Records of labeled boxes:
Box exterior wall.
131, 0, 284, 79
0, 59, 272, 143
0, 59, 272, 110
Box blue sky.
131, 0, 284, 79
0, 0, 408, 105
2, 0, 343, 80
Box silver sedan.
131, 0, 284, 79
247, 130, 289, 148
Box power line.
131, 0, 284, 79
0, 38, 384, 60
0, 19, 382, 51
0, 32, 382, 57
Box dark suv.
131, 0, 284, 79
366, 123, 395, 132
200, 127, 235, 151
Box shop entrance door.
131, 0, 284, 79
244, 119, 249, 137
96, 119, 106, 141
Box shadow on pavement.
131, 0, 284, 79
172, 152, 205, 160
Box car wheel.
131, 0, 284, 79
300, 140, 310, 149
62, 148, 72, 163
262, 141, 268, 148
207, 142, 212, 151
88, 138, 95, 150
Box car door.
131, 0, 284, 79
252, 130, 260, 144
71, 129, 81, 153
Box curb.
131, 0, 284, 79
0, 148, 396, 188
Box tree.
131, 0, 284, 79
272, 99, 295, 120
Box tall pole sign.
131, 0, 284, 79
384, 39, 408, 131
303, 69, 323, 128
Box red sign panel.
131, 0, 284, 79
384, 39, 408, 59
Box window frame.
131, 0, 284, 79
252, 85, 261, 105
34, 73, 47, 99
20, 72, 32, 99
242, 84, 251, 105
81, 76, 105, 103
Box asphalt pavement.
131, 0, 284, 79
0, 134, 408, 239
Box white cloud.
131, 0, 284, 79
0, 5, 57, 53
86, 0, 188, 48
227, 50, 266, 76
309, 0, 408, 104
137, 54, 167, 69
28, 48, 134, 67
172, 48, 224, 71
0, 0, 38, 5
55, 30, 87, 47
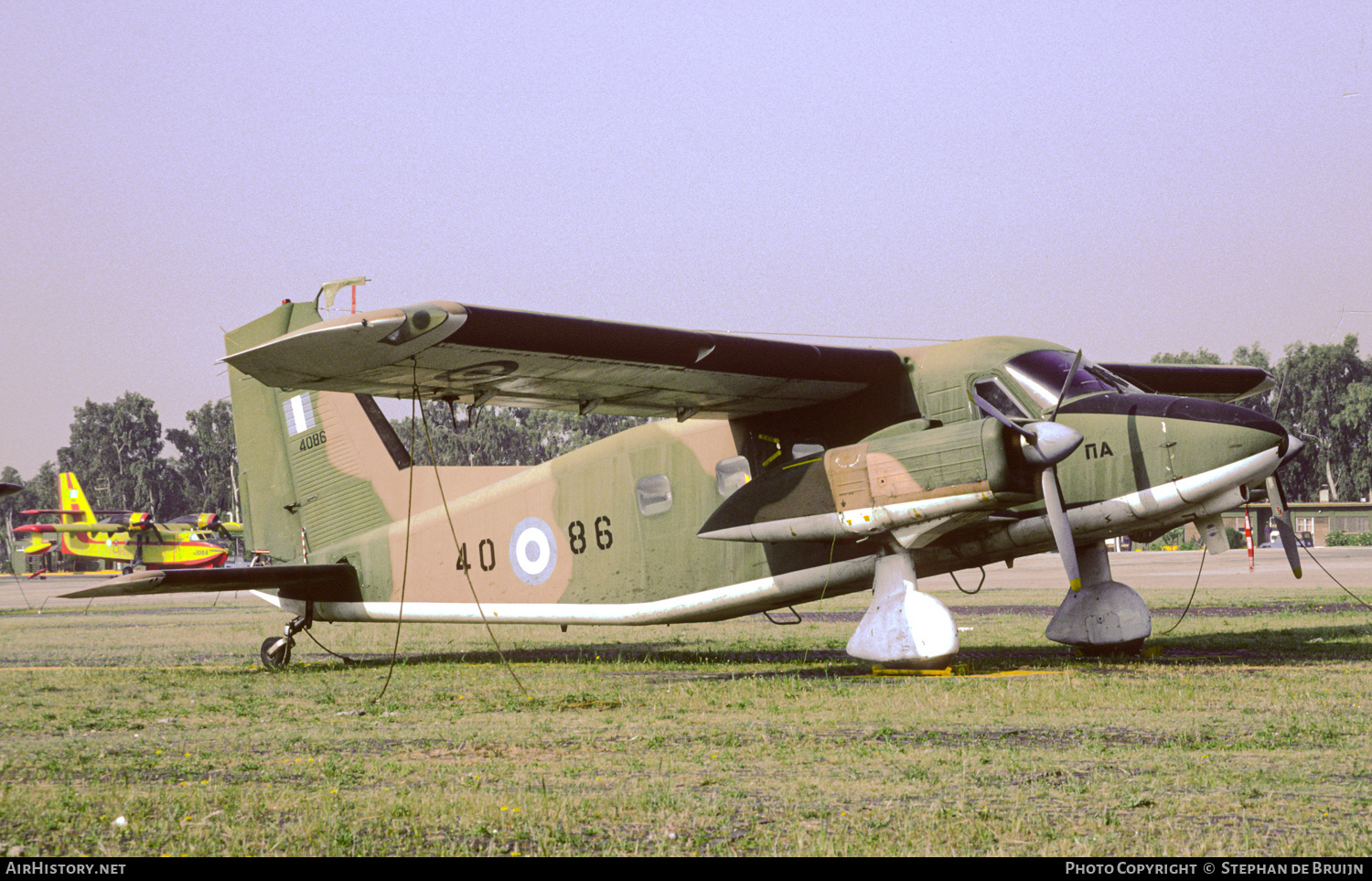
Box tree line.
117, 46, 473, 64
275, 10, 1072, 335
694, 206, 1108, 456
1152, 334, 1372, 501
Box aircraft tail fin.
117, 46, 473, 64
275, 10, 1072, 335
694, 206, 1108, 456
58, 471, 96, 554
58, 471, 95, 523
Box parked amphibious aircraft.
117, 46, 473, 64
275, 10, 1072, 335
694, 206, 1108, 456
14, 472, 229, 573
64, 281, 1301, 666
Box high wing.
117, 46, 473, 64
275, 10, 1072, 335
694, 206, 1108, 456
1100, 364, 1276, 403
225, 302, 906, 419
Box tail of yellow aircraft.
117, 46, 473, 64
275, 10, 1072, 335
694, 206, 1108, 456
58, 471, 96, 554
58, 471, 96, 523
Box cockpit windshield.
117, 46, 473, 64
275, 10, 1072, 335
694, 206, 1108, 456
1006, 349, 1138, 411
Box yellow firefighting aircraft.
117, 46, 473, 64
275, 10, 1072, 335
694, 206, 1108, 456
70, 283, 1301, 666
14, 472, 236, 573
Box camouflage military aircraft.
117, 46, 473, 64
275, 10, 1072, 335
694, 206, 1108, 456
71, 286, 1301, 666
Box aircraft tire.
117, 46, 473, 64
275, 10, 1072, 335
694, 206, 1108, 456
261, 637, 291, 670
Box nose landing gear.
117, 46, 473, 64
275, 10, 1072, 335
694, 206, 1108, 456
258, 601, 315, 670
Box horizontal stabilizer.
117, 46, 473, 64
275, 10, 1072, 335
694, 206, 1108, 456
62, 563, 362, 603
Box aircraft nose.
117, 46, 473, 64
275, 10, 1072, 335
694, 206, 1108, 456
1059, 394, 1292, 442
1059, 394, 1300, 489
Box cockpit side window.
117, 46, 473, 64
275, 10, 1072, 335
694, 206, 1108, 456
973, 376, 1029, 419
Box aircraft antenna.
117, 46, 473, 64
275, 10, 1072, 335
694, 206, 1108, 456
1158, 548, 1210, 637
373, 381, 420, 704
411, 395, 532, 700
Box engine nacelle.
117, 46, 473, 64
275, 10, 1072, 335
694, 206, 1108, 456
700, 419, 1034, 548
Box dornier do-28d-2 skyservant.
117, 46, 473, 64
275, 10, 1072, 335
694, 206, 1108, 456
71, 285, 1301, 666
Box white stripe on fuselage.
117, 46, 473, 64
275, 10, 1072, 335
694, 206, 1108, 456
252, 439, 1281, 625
==
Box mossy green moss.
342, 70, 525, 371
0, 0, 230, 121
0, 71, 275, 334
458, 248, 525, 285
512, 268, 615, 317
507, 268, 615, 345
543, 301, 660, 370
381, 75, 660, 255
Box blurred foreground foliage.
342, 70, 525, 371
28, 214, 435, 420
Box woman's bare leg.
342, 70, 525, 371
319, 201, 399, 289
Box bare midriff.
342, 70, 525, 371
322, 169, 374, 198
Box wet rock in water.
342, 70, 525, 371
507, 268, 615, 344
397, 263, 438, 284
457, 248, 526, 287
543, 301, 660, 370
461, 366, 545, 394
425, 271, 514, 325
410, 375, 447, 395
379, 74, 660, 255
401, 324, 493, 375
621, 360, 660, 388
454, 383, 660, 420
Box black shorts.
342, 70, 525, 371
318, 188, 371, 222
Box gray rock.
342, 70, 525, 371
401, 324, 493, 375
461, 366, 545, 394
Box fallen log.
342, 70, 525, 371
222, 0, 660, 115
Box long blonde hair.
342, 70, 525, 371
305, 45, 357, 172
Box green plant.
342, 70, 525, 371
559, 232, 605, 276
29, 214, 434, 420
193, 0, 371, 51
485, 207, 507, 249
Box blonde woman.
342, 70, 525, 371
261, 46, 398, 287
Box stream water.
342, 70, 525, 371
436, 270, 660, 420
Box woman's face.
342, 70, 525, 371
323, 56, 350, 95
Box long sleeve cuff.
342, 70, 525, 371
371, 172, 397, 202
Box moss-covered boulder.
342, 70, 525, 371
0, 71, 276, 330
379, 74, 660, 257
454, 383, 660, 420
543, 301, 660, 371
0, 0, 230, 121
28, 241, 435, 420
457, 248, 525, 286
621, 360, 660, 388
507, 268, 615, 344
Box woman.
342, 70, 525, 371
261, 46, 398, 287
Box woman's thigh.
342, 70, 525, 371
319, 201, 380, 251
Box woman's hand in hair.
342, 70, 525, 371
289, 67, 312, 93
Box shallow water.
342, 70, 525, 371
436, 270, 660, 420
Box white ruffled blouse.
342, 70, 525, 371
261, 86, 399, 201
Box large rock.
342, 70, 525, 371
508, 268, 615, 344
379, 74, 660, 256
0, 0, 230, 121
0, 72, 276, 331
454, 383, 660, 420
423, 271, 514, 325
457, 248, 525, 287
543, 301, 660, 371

[TASK INSTRUCTIONS] Can you copy everything in the material from the line containing "Box exterior wall." down to the line containing "71, 129, 81, 153", both included? Offset each answer's box coordinates by 106 and leave every other line unchanged.

[ANSWER TO THE PROBLEM]
Box exterior wall.
131, 0, 284, 79
106, 165, 378, 249
106, 165, 378, 216
Box blue sky.
131, 0, 284, 79
106, 106, 514, 211
108, 106, 449, 186
Box silver sedan.
131, 0, 284, 79
353, 236, 395, 254
Box power line.
131, 0, 284, 79
106, 144, 490, 166
106, 125, 488, 157
106, 138, 488, 163
Box dark suv.
131, 0, 284, 79
472, 229, 501, 238
306, 233, 341, 257
Box shop entrance door.
131, 0, 284, 79
350, 225, 355, 243
202, 225, 212, 247
Box shadow on pavement.
131, 0, 284, 79
278, 258, 311, 266
Box car wheel.
131, 0, 284, 79
406, 246, 416, 255
168, 254, 178, 269
368, 247, 374, 254
313, 248, 318, 257
194, 244, 201, 256
Box car door.
131, 0, 284, 79
358, 236, 366, 250
177, 235, 187, 259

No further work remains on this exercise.